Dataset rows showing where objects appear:
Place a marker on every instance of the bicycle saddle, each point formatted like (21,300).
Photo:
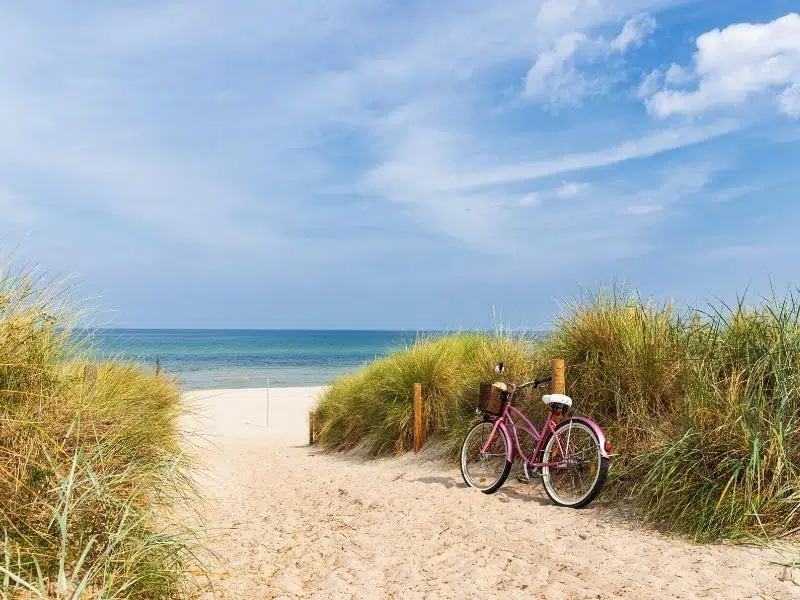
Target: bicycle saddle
(557,399)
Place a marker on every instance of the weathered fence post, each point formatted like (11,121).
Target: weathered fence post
(419,425)
(559,382)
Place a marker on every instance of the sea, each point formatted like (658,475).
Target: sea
(214,358)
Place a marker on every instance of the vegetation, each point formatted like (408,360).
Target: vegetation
(703,407)
(91,463)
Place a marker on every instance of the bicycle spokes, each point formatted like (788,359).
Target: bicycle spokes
(576,455)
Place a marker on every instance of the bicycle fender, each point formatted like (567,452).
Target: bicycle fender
(598,432)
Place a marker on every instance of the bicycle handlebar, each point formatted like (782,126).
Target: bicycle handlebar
(534,383)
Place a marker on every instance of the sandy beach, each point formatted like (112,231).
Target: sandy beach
(287,521)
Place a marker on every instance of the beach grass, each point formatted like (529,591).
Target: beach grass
(702,405)
(91,462)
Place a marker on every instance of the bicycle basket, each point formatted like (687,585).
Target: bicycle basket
(491,400)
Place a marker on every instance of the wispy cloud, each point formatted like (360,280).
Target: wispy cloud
(274,142)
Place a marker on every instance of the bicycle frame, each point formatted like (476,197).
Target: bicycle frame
(509,426)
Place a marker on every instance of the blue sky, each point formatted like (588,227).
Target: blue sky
(372,164)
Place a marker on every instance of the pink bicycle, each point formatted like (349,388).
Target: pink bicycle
(571,455)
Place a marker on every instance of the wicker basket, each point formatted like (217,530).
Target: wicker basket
(491,400)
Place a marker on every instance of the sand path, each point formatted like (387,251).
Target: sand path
(289,522)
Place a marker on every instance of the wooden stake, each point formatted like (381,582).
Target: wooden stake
(559,384)
(419,429)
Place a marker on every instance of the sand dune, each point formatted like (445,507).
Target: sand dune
(287,521)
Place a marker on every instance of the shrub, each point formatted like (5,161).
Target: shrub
(703,407)
(90,463)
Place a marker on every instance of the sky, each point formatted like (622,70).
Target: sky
(373,164)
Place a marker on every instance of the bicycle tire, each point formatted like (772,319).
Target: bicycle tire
(600,477)
(464,462)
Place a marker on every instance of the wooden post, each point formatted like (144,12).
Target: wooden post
(419,429)
(559,384)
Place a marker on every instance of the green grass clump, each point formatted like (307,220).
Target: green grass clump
(732,469)
(703,407)
(372,407)
(91,463)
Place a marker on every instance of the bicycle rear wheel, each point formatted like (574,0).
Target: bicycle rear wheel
(582,470)
(485,471)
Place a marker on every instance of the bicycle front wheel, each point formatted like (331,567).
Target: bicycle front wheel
(485,470)
(581,470)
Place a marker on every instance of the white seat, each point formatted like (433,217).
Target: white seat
(557,399)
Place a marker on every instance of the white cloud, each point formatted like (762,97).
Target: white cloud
(734,65)
(532,199)
(789,100)
(633,32)
(643,209)
(561,75)
(678,75)
(571,189)
(554,76)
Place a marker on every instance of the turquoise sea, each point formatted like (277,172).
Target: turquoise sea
(205,359)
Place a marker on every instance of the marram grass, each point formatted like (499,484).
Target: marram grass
(91,464)
(703,406)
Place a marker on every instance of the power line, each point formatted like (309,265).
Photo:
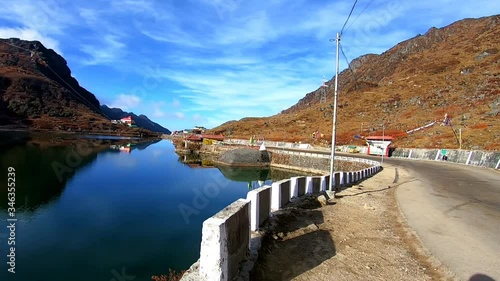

What you should do -
Starting at the line that contains "Place a marker on every instance of the white cloud, each" and ending at the end of the records, write out every line again, requests included, and scale each point coordinate in the answers by 0.95, rounding to whole numbers with halves rounded up. Keep the numbers in the requests unchanged and leave the pictures out.

Solution to this problem -
Place a marker on every instance of the white cloud, each point formatted like (762,97).
Target: white cloud
(697,62)
(505,189)
(750,95)
(601,30)
(611,199)
(533,71)
(644,71)
(542,180)
(526,72)
Place a marker on every instance of the turquoise sea, each point formatted like (277,172).
Target: turquoise sea
(195,341)
Place a marker on every instance of the marram grass, each point formatted like (499,484).
Target: marram grass
(86,441)
(668,386)
Place a marker on every instance of the power line, each point formatted like (309,265).
Photo:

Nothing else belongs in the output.